TESTO ESTRATTO =
__________

Non so se si tratti "semplicemente" di un mito, ma anche se fosse probabilmente, in profondità, ci deve essere l'inesauribile propensione alla speranza. Sapere che al mondo ci sono cose belle, fatte da persone capaci, porta a credere che non siamo (tutti) poi tanto male, che l'esistere non è soltanto quella m priva di senso che... naturalmente insieme all'amore in tutte le sue forme... e poco altro, perché sia gli alberi che il cielo, gli uccelli e gli arcobaleni, in fondo son sempre gli stessi. Cambia soltanto chi guarda, osserva o legge, un giorno ti sentirai indifferente al cielo, il giorno dopo lo stesso cielo ti sembrerà meraviglioso. Ma è lo stesso cielo. Tutto accade dentro, tutto cambia dentro in continuazione. Quindi penso che per l'umanità le arti abbiano un valore celebrativo ( che è stato perduto). Inoltre non è da escludere che le arti derivino dal gioco, e se il gioco si fa serio e difficile, se richiede grande sforzo invece di rilassatezza e fiducia, può significare che qualcosa non stia andando per il verso giusto. Quanto al silenzio, è vero ed è descritto nello spazio tra le parole, ad essere onesti non ci facciamo neanche caso. Accade anche parlando. E anche pensando. Ne deriva che le poesie altro non sono che ricordi di poesia, e che la poesia risieda principalmente nel suo farsi, mentre accade. Ma non è il parlarne che ci rende poeti, e nemmeno il saperne.
mayoor

Anonimo ha detto...

In questi giorni a Milano c'è una bella mostra, l'ennesima di Picasso. Picasso ha utilizzato ciò che sapeva della pittura per accostarsi alla pura attitudine. Tutto il novecento ne ha risentito. I nuovi sviluppi secondo me hanno a che fare con la tecnologia, più che con la restaurazione dell'accademia. Per completare precisando ciò che ho scritto sopra sulla poesia, mi riferivo proprio alla pura attitudine che andrebbe salvaguardata perché è allo stesso tempo punto di partenza e punto d'arrivo. La fatica e il lavoro fan parte del mestiere di scrivere, s'incontrano necessariamente nel percorso, ma secondo me sono il mezzo, non il fine della ricerca. Il mezzo serve per attraversare l'ultima porta (quella che non c'è, non c'è mai stata) pena il fatto che ci si fermi prima d'esserci arrivati.

__________

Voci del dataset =
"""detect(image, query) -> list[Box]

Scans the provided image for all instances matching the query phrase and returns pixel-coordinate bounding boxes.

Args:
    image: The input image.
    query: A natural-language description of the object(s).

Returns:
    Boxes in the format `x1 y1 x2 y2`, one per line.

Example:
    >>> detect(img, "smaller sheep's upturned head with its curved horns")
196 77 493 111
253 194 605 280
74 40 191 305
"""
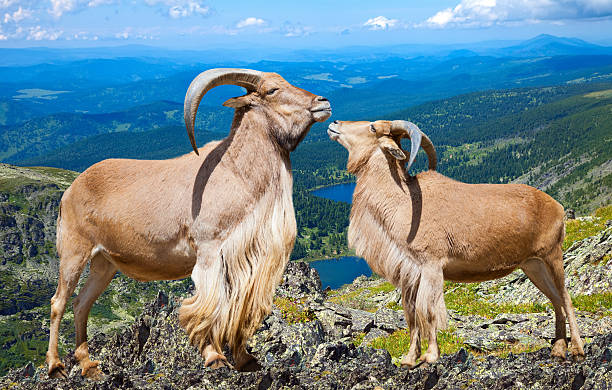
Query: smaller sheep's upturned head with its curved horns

__________

CONSEGNE =
1) Rispondi a queste domande sul testo su arte e poesia:
(a) Che valore hanno le arti per l'umanità?
(b) Di quale artista è la mostra in corso a Milano?
(c) Per la ricerca, cosa sono la fatica e il lavoro?
2) Cita dal testo su arte e poesia il brano che comincia con "Anonimo ha detto..." e va avanti fino a "prima d'esserci arrivati.".

SOLUZIONI =
1)
(a) Un valore celebrativo, che è stato perduto.
(b) Di Picasso.
(c) Il mezzo, non il fine.

2)
Anonimo ha detto...

In questi giorni a Milano c'è una bella mostra, l'ennesima di Picasso. Picasso ha utilizzato ciò che sapeva della pittura per accostarsi alla pura attitudine. Tutto il novecento ne ha risentito. I nuovi sviluppi secondo me hanno a che fare con la tecnologia, più che con la restaurazione dell'accademia. Per completare precisando ciò che ho scritto sopra sulla poesia, mi riferivo proprio alla pura attitudine che andrebbe salvaguardata perché è allo stesso tempo punto di partenza e punto d'arrivo. La fatica e il lavoro fan parte del mestiere di scrivere, s'incontrano necessariamente nel percorso, ma secondo me sono il mezzo, non il fine della ricerca. Il mezzo serve per attraversare l'ultima porta (quella che non c'è, non c'è mai stata) pena il fatto che ci si fermi prima d'esserci arrivati.